**** Records
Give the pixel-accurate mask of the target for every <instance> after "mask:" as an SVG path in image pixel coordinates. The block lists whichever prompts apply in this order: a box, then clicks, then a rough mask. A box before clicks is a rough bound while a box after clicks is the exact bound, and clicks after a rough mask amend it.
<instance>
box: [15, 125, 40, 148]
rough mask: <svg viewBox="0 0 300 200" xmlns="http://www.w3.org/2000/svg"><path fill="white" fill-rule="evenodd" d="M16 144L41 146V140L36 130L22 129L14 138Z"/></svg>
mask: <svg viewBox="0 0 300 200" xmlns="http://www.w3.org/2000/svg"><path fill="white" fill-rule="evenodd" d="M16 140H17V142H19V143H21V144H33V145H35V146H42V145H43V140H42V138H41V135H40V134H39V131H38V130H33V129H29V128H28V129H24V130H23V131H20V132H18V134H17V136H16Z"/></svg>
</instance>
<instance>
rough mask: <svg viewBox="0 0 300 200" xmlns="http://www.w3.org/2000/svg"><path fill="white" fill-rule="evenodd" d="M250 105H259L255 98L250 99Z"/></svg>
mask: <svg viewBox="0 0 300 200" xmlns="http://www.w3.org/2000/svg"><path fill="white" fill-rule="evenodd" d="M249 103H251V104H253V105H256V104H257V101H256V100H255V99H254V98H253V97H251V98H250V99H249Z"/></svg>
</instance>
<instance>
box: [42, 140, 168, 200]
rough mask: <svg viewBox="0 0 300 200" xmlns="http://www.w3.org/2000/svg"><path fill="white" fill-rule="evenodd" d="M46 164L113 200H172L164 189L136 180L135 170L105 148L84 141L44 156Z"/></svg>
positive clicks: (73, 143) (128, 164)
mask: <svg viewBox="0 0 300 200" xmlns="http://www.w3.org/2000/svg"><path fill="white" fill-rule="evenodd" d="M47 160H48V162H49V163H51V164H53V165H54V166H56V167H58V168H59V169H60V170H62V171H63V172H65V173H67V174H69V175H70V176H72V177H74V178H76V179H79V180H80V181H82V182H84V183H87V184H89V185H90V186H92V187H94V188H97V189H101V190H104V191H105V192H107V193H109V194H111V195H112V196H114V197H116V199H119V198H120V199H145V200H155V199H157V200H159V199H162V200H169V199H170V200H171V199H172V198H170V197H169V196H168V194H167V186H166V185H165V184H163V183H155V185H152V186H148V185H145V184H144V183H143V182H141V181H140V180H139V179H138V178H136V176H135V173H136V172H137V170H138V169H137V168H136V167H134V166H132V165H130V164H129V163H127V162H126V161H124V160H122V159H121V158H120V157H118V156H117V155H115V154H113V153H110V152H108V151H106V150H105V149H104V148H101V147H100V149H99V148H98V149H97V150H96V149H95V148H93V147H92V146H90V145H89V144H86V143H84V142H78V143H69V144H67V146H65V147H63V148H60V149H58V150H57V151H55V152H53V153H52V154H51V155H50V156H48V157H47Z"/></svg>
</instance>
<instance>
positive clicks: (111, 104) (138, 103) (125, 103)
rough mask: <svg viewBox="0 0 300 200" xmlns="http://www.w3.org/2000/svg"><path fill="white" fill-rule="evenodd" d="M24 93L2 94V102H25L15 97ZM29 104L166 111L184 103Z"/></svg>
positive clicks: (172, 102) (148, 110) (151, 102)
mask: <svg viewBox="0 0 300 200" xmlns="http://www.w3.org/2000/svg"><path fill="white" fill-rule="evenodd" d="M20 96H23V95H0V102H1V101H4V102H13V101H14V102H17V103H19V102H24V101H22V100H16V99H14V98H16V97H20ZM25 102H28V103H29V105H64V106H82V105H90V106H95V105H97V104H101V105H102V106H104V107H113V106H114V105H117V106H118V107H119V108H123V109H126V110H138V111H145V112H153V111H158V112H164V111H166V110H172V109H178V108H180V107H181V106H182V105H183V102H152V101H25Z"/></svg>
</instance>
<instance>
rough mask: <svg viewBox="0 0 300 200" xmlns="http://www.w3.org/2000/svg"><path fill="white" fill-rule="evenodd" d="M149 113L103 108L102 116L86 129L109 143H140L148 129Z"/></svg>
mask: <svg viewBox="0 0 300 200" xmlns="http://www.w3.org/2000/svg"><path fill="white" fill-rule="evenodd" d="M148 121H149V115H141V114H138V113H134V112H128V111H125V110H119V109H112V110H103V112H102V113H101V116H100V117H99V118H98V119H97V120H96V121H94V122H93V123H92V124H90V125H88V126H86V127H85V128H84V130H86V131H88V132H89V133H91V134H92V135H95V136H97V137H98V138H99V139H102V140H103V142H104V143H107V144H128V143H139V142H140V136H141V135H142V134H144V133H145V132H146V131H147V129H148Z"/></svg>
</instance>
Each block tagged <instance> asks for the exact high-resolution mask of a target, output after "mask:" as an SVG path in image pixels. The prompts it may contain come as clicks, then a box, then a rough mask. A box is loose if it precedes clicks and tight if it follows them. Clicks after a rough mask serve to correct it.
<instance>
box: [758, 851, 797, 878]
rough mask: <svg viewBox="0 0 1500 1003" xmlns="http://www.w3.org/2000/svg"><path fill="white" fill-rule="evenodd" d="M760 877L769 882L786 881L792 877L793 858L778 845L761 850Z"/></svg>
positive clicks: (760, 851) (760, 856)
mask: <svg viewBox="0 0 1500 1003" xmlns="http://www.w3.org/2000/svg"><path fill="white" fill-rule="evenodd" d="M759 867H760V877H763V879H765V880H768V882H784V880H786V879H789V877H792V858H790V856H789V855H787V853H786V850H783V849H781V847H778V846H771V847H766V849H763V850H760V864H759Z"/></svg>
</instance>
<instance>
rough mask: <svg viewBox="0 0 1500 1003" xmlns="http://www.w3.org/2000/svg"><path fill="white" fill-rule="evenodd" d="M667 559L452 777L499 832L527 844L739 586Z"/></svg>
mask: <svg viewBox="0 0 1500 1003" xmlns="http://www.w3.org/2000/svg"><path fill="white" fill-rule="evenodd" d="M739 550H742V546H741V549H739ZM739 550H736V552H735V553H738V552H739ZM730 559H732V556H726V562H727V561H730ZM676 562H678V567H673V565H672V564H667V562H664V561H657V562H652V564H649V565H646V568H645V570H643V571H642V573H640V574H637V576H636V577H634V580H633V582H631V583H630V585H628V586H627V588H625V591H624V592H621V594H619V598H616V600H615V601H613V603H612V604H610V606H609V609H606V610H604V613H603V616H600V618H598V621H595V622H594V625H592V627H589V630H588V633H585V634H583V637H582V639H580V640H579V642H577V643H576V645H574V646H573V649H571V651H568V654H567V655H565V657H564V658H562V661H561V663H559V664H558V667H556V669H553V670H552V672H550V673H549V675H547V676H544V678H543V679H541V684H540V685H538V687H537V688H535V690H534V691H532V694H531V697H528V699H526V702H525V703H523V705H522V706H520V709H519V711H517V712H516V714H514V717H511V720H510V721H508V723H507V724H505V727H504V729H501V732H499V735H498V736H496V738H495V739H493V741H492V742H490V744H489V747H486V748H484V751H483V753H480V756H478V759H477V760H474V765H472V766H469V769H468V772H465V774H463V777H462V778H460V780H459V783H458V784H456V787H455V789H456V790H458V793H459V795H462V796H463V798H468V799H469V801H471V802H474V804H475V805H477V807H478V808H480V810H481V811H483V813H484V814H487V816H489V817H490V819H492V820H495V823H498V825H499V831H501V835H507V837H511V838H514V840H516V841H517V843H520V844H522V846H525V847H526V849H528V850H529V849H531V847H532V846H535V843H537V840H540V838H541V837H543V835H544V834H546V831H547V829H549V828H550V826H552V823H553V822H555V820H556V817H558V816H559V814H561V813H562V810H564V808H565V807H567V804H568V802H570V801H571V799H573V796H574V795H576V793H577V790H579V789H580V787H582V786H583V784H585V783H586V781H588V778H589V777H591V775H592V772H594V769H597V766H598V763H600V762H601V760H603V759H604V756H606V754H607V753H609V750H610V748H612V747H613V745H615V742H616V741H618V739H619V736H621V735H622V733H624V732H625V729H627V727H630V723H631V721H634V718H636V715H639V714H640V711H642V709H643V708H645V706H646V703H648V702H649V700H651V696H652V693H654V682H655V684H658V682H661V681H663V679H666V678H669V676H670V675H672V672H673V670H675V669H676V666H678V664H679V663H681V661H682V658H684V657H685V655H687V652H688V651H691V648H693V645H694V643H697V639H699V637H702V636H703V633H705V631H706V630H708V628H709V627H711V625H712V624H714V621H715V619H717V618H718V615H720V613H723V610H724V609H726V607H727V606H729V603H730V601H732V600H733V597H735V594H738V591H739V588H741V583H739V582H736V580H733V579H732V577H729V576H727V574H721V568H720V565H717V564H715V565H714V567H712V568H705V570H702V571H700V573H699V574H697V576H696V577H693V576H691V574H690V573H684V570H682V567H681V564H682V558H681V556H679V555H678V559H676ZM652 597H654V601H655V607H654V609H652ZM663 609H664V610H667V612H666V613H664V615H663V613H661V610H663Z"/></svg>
********
- What you will do
Report each line of the listing above that uses the word "block".

- Result
Give the pixel-accurate mask of the target for every <instance> after "mask:" as an SVG path in image pixel coordinates. The block lists whichever prompts apply in this order: a box, then clicks, then a rough mask. A box before clicks is a rough bound while a box after clicks is the exact bound, and clicks after a rough mask amend it.
Each block tagged <instance> asks for the exact high-resolution mask of a target, output after "mask:" as an SVG path in image pixels. The prompts it may contain come as clicks, then a box, then a rough mask. A box is loose if it precedes clicks and tight if it follows them. Clicks after a rough mask serve to correct it.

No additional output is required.